So my view is just a narrow bit of road a few metres in front of me. There’s no reflectors in the road or at the side anywhere. I could easily crash into the side if I’m not careful. I go slowly forwards and am actually cycling in the middle of the road so I can follow the faint strips of white paint that passes as road markings in Serbia. This might seem foolish as any car could easily hit me, but the noise and lights would mean I would know they were coming long before they got near.

Slowly I see the light at the end of the tunnel and am soon basking in daylight again. Overall it was only 2 or 3 minutes alone in the dark, but it’s certainly not something I want to do again.

The next day I’ve crossed into Montenegro. Still more mountains to climb, but the beauty is all around me. I’m now much higher than I was in the highlands of Scotland, some how my feelings of joy at being so high up back in Scotland seem abit foolish now. Being 300 metres back in Scotland is now considered as being any easy days cycle.

As I cycle higher and higher I pass by ski resorts, I’m happy to be here now as I can enjoy the area with sunshine instead of snowfall. Now I’m on my 12th country of my tour which seems quite incredable when I think about everywhere I’ve seen on my trip so far.

It takes me a frustrating amount of time to get out of Belgrade, as there’s construction and too many motorways that finding a quiet road that will take me south out of the city is a challenge. Once I get out of the city my grey mood from the last three days slowly disappears.

It’s not just because I’m out of the city, it’s also because I’m back on my bike. Somethiing about being on the bike and feeling the blood pumping round my body focuses my mind and body. I’m beginning to think that there must be a connection between physical health and mental health. I guess that a person as whole is made up of mind, body and soul (or spirit if you prefer) so I’m thnking that there must be a interconnected relationship to these parts of us. Trying to analyse these connections beyond this insight could be complex so I’ll leave it to monks and psychiatrists for enlightenment.

As you can probably tell I get a lot of time to think while cycling, but you know there’s not really much else to do. I do also like to enjoy the scenery of course and as I head south I can start to appreciate the beauty of Serbia.

On the first night I find a quiet area of grass near a village that’s hidden by trees so that I can avoid any unwanted/curious visitors as I pitch my tent. Sure enough no one bothers me until at about 4am when I’m woken up by a growling dog near my tent. It’s not a pet guarding a house as I’m not near anyones garden. So there’s a wild dog taken an interest in me and my tent. After a few minutes it’s still outside, but not got any closer. I put some clothes and grab my torch. Lucky enough when I shine the torch it soon just goes away without me having to throw any tins of my food at it.

I don’t wake up again until morning so presume the dog knew who was top dog. I’m on my way again soon enough in case it wanted to prove otherwise.

So it’s another nice day cycling and another night of wildcamping. I ask at a shop if I can camp on the grass by the side of the shop. No one there speaks english much so the conversation turns more into amusement for us than actually helpful for me.

They do suggest camping by the school in the next village though. This sounds strange at first and I have the idea that maybe in the morning there will be kids turning up to school and I’m still sound asleep in my tent and possibly police involved after that.

WORK INSTRUCTIONS:
A) Name every country or city that the cycling travel account mentions.
B) Answer these from the cycling travel account:
(i) For how long was the writer alone in the dark in the tunnel?
(ii) At about what hour was the writer woken by a growling dog?
(iii) Where did the people at the shop suggest the writer camp?
C) Write the next part of the cycling travel account, beginning right after its final sentence.

MATERIAL PROVIDED:
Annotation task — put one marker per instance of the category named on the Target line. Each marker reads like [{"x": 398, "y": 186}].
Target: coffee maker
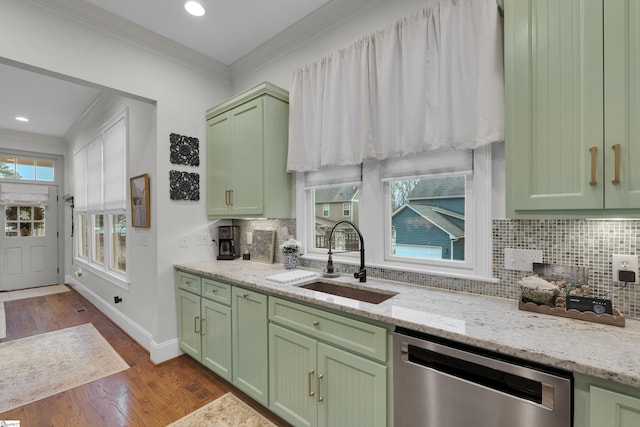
[{"x": 228, "y": 238}]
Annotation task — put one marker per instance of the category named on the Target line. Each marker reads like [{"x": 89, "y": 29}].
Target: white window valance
[
  {"x": 24, "y": 195},
  {"x": 430, "y": 81}
]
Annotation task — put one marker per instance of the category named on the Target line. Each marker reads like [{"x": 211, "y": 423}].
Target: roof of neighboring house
[
  {"x": 434, "y": 215},
  {"x": 450, "y": 186},
  {"x": 336, "y": 194}
]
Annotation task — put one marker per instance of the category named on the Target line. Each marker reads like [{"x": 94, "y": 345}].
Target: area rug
[
  {"x": 226, "y": 411},
  {"x": 33, "y": 292},
  {"x": 40, "y": 366}
]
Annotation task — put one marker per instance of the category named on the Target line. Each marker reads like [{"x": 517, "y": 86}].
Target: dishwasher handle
[{"x": 506, "y": 382}]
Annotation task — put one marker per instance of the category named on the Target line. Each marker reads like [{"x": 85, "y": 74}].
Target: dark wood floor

THE REPLIES:
A) Serbia, Montenegro, Scotland, Belgrade

B)
(i) 2 or 3 minutes
(ii) About 4am
(iii) By the school in the next village

C)
I travel ahead to the next village and see the grass area by the school which looks ideal. I also realise that tomorrow is saturday so there shouldn’t be anyone to be upset with me in the morning so I camp there hidden away from view.

After a better nights sleep than the night before I’m up and on my bike soon enough. Slowly as i head further south I’m getting into a more mountainous region. Before lunch time I’ve already done 70km so treat myself to lunch at a cafe. It’s nice and cheap and the waiter speaks excellent English. He seems to know just about everyone in the town and I found out that in the summer he was working in Montenegro on the coast. He even helps me by phoning a friend in Montenegro to found out about the ferries to Italy as it is hard to find out any information on the internet. It seems there is still two ferries a week to Italy from Montenegro which means I will still be heading there. Which is just as well as I’m only a day away from Montenegro.

I wildcamp again near to a river. I’m trying to find a hostel that is marked on a website, but it’s like the place doesn’t exist. There’s a few houses nearby and I try to ask about the hostel, but they know nothing. They do offer for me to stay in a shed/garage of there’s, butg it’s such a nice day that I decide on my tent. With this being the third night wildcamping in a row I’ve hardly spent any money, but will need electricity soon to charge my netbook and satnav for the bike or I could soon enough be lost (which isn’t hard for me)

These few days aren’t about any funny or happy adventures it’s more about how I’m feeling at the time. This journey hasn’t all be fun and cycling through beautiful countryside without a care in the world, so I just want to try show the other side to this challenge I’m doing which might encourage you to donate <– click here.

So I’ve been on the trip now for over 80 days. Mainly I’ve just been going along with the flow trying not to think too far ahead. If you start to think too far ahead, start to think about the finish line you soon realise how far it is to go, how much you still have to accomplish to get there. I’ve got the added problem that really I’ve got two big goals, one is to cycle this huge trek on my own round europe the second is to raise over €10,000 for charities that do such much good for so many people.

I’ve been away a long time now, mostly on my own and thinking about any of this is tiring. I’m a long way from home and away from friends and family. It’s alienating and lonesome being here in this city, the drab grey city of Belgrade seems to perfectly echo my state of mind now. Perhaps having just said goodbye to Andreas and Caroline in Novi Sad has made the feelings worse because we had fun travelling together. Maybe I should have changed my route and gone to Istanbul with them.

As you can tell I’m mentally low right now. I’m not manic depressive or on a downward spiral, but I have put a big weight on my shoulders and slowly it’s taking it’s toll on me. I’m feeling numb, I want to switch my mind off before it drags me down with too many negative thoughts. I can’t carry on like this, so I give my mind a vacation. I download some TV shows like Dr Who, Fringe and Castle etc and let my mind be taken away by the ideas and imagination of someone else which is a much better place to be than where my mind was. So for a short while I am a zombie, but I can’t do this for too long.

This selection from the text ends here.